Trecho para leitura:
——

Escrever as ruas

(Foto: Lucíola Pompeu)

Quem goleou foi o Supremo Tribunal Federal, no último 10 de junho. O Neymar do julgamento foi a ministra relatora, Cármen Lúcia, ao relembrar que, segundo a Constituição Brasileira, Cala boca já morreu. Quem manda na minha boca sou eu. Perderam as biografias chapas-brancas e parentes que se intitulam proprietários do morto biografado.

Por  Fernanda Pompeu,do Yahoo

Respeito o trabalho árduo do escritor biógrafo que, muitas vezes, dedica anos à pesquisa e redação da vida de um outro. É evidente que me refiro aos biógrafos sérios e talentosos. Não entram na minha consideração fofoqueiros e urubus da vida alheia. O fato: aprendo muitíssimo com as grandes biografias, pois elas extrapolam a vida pessoal do biografado ao narrar e iluminar os contextos histórico, político, social, cultural de uma época.

——

Trechos de dados:
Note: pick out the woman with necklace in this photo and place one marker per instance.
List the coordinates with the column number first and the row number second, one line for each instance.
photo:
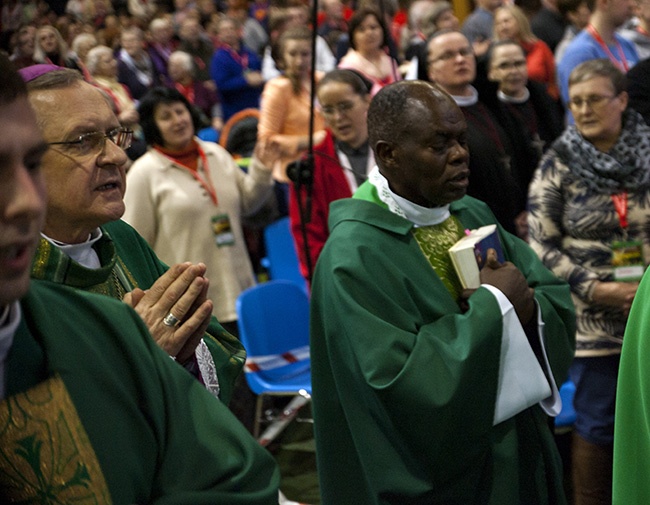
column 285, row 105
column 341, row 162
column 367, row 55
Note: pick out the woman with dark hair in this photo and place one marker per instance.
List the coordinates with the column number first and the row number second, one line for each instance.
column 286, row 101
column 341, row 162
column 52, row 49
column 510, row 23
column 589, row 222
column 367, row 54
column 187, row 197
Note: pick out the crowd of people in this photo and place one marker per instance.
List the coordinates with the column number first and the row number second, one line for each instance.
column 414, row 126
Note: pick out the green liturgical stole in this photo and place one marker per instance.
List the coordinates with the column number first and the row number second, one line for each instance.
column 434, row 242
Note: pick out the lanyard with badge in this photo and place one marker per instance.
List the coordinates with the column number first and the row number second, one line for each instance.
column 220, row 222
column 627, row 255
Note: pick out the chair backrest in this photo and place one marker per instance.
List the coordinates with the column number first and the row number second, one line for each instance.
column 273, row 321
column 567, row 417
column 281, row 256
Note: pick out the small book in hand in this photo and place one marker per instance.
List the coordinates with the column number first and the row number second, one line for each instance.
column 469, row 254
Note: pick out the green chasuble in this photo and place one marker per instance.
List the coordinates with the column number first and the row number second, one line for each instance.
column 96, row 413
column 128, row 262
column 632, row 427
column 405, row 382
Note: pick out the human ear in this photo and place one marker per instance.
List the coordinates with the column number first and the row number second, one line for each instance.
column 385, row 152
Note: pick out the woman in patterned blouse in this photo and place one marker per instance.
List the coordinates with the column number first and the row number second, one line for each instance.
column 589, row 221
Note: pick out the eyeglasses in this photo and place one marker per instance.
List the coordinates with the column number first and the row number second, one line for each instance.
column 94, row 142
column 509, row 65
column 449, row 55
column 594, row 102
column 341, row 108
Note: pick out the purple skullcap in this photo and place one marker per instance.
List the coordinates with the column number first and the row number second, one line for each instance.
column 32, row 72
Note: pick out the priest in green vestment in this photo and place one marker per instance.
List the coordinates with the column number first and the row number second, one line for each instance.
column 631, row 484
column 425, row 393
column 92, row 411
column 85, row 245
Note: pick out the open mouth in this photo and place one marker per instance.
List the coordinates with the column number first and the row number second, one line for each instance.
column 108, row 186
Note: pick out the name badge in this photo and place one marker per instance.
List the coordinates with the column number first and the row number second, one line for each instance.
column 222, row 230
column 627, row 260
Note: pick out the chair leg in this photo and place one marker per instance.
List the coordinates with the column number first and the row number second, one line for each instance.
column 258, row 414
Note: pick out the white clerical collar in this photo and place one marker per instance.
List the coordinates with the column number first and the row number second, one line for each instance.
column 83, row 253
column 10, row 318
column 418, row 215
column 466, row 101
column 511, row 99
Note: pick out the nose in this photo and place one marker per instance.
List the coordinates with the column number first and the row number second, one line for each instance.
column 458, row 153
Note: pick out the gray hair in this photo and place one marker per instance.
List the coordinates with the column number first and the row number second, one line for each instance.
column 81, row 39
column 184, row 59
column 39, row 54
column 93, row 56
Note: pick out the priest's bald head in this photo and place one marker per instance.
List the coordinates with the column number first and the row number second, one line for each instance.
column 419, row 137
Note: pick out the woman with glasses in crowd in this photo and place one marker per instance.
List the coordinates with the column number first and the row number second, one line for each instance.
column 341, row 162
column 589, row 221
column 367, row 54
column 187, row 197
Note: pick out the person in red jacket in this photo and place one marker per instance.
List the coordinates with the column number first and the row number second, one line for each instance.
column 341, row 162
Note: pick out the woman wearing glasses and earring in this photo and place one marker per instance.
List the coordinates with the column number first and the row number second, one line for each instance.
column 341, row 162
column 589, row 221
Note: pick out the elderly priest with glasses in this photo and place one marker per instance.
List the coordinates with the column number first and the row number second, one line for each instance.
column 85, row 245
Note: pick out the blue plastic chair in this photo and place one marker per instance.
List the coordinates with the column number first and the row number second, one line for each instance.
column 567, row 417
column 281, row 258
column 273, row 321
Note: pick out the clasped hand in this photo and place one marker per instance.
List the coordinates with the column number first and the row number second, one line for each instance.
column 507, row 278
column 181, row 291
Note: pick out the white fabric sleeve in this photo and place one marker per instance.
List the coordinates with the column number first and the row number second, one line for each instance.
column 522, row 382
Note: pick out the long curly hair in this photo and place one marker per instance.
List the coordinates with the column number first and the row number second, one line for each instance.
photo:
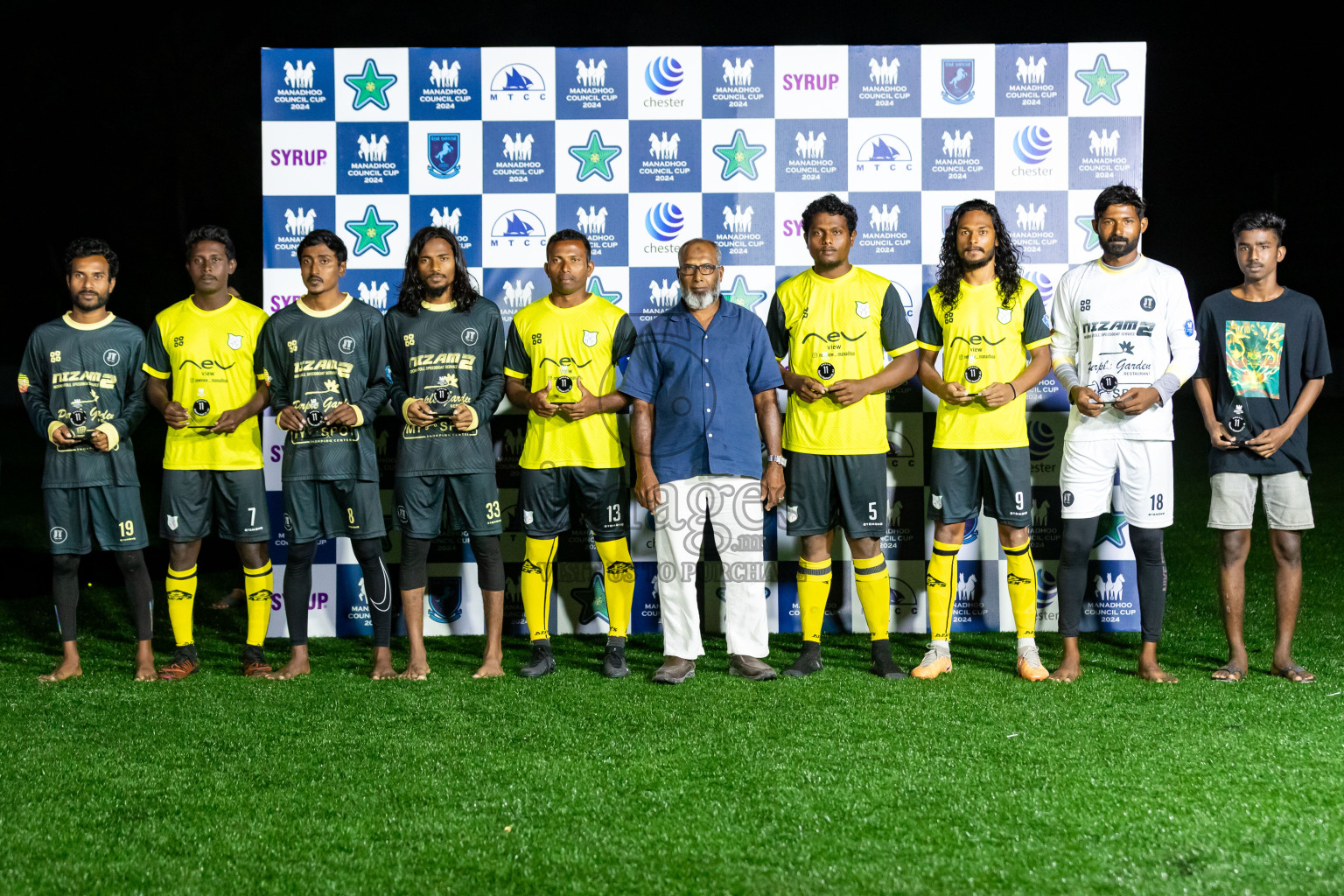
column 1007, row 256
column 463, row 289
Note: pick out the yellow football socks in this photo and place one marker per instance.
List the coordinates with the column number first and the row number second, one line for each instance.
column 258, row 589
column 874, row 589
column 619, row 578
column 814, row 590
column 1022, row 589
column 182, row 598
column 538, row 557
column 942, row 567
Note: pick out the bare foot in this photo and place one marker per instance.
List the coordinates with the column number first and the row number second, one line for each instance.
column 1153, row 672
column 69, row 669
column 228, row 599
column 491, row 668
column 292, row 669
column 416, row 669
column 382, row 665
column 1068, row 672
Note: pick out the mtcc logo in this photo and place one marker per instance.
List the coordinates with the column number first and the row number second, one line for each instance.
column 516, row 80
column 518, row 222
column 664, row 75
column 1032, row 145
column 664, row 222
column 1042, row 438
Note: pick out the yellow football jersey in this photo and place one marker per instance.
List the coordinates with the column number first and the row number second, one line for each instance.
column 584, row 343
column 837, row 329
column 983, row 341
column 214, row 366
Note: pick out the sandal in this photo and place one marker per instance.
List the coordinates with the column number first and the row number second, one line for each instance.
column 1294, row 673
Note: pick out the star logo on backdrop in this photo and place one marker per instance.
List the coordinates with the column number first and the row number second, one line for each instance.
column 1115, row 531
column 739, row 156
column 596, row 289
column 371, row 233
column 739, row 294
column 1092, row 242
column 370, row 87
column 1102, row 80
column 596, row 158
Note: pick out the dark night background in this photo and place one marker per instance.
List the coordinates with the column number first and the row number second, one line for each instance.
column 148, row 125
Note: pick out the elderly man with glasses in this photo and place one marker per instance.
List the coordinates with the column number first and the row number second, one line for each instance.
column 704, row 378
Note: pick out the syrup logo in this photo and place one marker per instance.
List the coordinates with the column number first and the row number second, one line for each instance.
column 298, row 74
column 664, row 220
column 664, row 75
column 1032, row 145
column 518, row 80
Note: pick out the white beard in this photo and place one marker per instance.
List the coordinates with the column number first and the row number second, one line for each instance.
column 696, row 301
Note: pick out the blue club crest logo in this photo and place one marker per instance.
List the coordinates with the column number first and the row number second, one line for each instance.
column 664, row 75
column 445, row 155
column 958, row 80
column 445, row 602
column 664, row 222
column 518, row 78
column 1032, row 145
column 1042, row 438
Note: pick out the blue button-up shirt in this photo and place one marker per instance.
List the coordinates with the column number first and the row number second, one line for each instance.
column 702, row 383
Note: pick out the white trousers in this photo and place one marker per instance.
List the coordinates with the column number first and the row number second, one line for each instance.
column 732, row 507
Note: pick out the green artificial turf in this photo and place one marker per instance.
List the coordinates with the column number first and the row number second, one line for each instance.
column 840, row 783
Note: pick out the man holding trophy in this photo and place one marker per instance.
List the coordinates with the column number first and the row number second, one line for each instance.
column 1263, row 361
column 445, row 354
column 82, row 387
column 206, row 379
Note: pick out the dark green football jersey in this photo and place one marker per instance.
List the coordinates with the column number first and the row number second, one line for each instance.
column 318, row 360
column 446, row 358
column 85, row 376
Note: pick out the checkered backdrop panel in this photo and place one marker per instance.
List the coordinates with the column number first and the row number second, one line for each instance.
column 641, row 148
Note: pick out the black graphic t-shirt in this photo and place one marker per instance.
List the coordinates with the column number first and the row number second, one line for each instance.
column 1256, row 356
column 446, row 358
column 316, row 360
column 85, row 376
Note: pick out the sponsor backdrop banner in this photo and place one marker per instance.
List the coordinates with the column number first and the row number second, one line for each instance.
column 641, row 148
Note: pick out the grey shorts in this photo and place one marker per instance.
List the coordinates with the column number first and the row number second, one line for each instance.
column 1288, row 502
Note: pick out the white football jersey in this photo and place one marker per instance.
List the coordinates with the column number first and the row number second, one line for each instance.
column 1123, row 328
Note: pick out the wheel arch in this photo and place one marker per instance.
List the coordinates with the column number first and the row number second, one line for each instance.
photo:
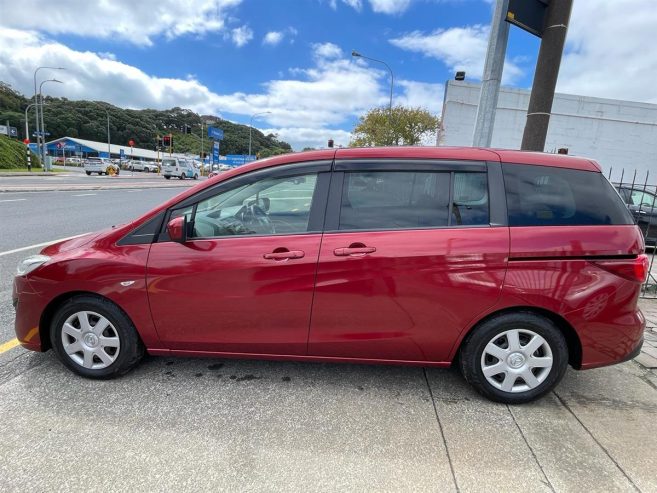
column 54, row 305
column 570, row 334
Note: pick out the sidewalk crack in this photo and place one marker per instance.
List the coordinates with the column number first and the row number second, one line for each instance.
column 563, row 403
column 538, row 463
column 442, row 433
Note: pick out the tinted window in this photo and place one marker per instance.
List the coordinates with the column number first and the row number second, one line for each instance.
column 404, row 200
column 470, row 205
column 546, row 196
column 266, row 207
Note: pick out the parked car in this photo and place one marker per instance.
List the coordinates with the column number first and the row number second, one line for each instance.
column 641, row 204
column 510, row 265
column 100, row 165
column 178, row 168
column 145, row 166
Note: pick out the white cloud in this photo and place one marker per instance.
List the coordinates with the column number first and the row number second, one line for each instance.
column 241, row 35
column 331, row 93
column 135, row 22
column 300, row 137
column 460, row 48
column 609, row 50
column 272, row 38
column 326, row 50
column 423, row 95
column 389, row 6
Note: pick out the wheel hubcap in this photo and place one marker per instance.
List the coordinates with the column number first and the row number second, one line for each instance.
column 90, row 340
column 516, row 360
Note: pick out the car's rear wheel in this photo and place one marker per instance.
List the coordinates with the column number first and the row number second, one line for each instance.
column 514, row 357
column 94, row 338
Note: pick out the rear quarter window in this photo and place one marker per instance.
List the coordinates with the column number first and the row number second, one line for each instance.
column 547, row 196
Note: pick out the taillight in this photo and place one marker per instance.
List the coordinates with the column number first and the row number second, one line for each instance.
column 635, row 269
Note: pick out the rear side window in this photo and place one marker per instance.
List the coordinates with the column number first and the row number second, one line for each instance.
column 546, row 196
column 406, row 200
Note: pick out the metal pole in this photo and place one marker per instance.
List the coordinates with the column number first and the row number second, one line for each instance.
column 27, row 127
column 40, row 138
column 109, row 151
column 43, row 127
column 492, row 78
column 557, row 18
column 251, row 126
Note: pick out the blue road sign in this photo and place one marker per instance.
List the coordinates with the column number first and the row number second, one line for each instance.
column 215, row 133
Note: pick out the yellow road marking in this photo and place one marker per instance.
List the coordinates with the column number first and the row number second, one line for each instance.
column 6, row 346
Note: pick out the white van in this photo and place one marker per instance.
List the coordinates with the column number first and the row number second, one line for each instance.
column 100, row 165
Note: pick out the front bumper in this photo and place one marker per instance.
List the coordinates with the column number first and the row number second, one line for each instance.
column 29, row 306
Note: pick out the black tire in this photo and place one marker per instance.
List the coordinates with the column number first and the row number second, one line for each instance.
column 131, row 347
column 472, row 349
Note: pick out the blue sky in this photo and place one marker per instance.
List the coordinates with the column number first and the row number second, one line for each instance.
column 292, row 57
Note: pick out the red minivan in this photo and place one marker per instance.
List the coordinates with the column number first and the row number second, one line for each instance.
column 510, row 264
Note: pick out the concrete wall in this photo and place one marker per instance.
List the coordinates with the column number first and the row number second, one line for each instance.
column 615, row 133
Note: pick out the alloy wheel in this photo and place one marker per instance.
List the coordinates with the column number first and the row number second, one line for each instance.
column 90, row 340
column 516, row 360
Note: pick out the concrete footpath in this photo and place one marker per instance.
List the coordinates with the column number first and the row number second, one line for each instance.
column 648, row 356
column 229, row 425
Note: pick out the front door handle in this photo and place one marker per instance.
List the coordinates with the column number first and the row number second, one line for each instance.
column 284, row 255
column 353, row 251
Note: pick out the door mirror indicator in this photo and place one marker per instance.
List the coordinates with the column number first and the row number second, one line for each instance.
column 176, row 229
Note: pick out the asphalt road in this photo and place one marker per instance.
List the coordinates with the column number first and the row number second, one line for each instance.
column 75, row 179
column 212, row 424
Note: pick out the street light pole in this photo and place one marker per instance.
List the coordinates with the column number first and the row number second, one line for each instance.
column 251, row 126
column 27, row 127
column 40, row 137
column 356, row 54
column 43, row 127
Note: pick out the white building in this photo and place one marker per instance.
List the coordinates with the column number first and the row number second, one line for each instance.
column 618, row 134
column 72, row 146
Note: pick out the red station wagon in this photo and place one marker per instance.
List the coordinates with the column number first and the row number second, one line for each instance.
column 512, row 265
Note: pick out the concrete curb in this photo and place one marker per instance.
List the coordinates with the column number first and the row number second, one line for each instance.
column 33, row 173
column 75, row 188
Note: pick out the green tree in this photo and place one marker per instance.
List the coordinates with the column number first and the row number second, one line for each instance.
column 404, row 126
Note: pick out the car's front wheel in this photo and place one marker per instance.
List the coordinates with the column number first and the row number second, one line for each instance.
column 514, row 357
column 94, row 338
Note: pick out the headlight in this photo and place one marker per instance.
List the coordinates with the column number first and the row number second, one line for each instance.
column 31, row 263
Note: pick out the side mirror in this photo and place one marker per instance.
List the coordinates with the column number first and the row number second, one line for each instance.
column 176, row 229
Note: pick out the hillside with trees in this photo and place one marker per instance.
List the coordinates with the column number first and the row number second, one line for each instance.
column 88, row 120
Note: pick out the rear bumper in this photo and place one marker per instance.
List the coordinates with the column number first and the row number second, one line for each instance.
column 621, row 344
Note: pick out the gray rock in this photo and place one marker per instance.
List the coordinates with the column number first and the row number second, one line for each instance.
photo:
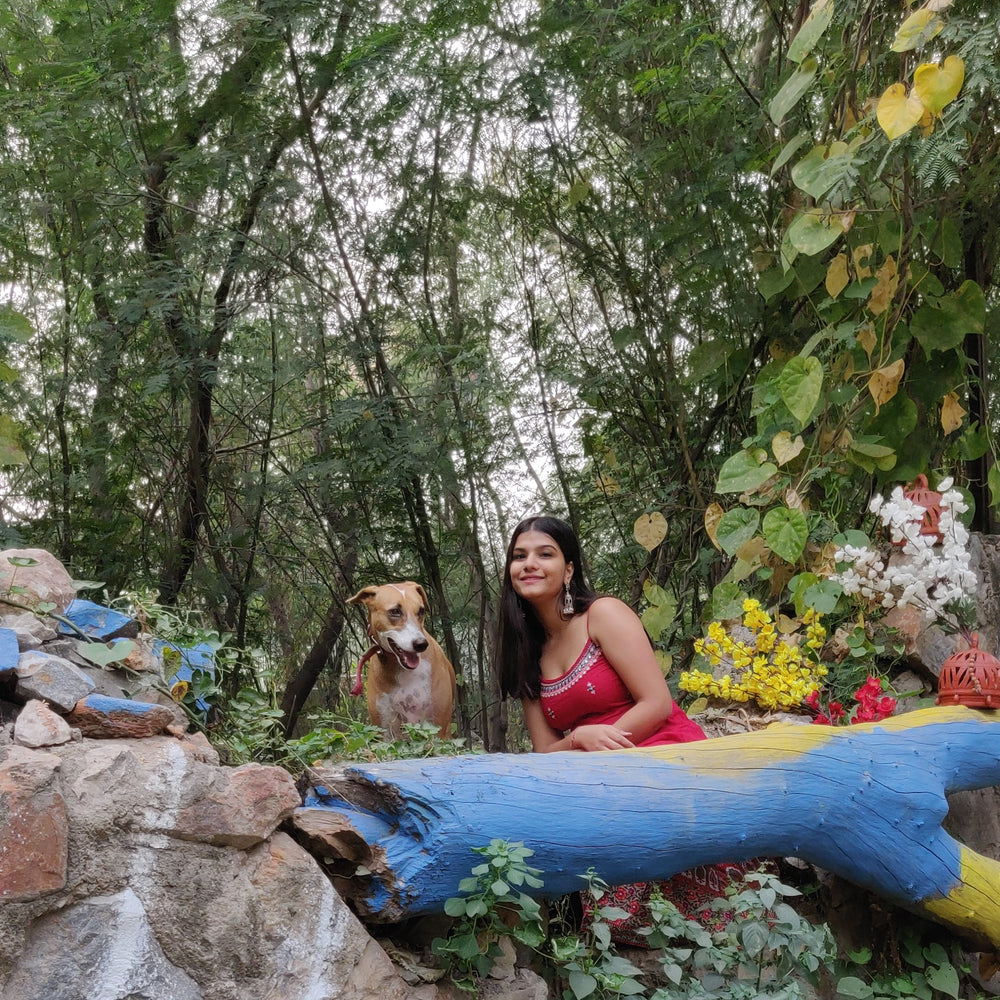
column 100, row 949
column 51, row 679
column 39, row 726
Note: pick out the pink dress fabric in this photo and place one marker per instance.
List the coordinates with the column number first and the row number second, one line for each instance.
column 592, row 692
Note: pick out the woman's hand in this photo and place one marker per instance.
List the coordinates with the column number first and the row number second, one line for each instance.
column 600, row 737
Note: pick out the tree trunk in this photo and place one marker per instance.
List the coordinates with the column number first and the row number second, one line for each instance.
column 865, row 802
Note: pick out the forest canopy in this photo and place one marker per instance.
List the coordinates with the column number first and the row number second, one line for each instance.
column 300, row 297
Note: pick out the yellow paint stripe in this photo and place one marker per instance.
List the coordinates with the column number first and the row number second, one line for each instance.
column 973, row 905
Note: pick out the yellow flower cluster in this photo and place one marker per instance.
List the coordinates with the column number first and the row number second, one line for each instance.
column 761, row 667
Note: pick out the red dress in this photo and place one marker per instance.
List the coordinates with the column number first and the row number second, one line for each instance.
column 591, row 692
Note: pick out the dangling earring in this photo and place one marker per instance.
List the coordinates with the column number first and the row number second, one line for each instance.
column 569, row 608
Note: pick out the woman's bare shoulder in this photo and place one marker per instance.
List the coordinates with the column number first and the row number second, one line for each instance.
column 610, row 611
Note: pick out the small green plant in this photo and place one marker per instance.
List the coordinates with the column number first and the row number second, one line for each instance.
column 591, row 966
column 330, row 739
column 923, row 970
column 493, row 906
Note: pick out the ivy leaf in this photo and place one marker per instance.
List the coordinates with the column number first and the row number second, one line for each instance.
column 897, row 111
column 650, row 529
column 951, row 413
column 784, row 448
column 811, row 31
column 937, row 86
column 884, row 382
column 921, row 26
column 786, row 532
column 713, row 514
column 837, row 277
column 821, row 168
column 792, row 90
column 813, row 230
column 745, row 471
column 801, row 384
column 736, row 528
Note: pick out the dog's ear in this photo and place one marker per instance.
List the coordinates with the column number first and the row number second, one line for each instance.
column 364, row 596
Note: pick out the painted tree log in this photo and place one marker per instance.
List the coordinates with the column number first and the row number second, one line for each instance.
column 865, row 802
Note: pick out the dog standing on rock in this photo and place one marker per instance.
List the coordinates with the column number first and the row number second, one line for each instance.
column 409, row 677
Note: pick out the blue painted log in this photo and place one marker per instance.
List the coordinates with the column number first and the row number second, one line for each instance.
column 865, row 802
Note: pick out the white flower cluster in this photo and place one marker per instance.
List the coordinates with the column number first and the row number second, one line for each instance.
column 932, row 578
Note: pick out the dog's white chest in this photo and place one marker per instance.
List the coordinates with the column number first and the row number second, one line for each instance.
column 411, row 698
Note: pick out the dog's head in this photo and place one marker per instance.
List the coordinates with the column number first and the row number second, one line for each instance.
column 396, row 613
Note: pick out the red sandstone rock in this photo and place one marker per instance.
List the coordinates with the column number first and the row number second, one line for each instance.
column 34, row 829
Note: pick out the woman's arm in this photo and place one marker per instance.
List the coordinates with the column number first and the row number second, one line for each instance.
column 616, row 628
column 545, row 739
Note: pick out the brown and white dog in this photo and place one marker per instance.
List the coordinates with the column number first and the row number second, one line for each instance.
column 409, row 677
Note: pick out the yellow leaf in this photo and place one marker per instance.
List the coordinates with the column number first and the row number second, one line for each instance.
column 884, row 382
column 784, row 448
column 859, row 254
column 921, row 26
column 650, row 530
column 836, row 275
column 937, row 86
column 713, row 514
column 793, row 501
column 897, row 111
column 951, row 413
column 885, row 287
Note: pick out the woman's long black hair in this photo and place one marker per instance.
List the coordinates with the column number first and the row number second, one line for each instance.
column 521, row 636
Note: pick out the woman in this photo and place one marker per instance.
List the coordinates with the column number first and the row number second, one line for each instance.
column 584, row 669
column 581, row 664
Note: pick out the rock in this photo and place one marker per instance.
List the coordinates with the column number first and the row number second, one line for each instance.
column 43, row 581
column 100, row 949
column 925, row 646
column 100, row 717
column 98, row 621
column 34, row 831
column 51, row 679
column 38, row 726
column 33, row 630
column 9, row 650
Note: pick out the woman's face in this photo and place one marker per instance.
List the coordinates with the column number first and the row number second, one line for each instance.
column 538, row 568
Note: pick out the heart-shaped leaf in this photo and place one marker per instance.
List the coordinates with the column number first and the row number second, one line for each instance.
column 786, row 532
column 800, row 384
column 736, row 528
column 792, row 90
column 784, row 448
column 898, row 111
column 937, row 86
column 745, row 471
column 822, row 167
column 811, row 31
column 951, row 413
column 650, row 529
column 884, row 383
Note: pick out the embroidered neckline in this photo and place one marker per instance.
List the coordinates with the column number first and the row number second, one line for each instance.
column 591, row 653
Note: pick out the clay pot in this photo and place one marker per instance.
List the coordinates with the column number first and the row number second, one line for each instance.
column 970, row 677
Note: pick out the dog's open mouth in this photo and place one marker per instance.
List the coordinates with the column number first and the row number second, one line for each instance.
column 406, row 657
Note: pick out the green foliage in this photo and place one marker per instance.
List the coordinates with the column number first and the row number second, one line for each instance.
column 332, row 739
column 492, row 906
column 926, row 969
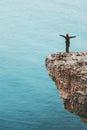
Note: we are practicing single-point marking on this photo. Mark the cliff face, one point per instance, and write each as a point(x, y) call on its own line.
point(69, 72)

——

Tarefas a realizar:
a - Responda às perguntas com base no texto sobre as biografias:
(i) Em que data ocorreu o julgamento do Supremo Tribunal Federal?
(ii) Quem foi a ministra relatora?
(iii) Quais contextos de uma época as grandes biografias narram e iluminam?
b - Explique, de acordo com o texto sobre as biografias, por que a autora afirma aprender muitíssimo com as grandes biografias.
c - Prossiga com a redação do texto sobre as biografias a partir da última frase apresentada.
Os itens não são necessários para nenhuma das tarefas.

Respostas das tarefas:
a -
(i) No último 10 de junho.
(ii) Cármen Lúcia.
(iii) Os contextos histórico, político, social e cultural.

b - A autora aprende muitíssimo com as grandes biografias porque elas vão além da vida pessoal do biografado. Ao narrá-la, também iluminam os contextos histórico, político, social e cultural de uma época.

c -
Com minha pena curta e ligeira de cronista, não me imagino abraçando um trabalho de longo fôlego. Mas se eu fosse biografar, escolheria uma rua. Por exemplo, a paulistana Avenida Angélica – que teve residências de fazendeiros e importante circulação de artistas. Hoje, sobraram poucos casarões e subiram dezenas de prédios. Eles abrigam agências bancárias, clínicas, laboratórios médicos. Mas a Angélica segue linda, mantendo sob sua estrela a maravilhosa Praça Buenos Aires.

Se fosse uma rua carioca, biografaria a Rua do Ouvidor, no centrão. Pois teria a chance de voltar ao século 19 e começo do 20, para tratar da vida de escritores, jornalistas, editores. Quando passo pela estreitinha Ouvidor, quase esbarro no Machado de Assis, Artur de Azevedo, Lima Barreto. Mas também poderia escolher a Rua Conde de Bonfim, na Tijuca, a fim de narrar a minha infância sob a trilha sonora de cigarras estonteadas com os entardeceres.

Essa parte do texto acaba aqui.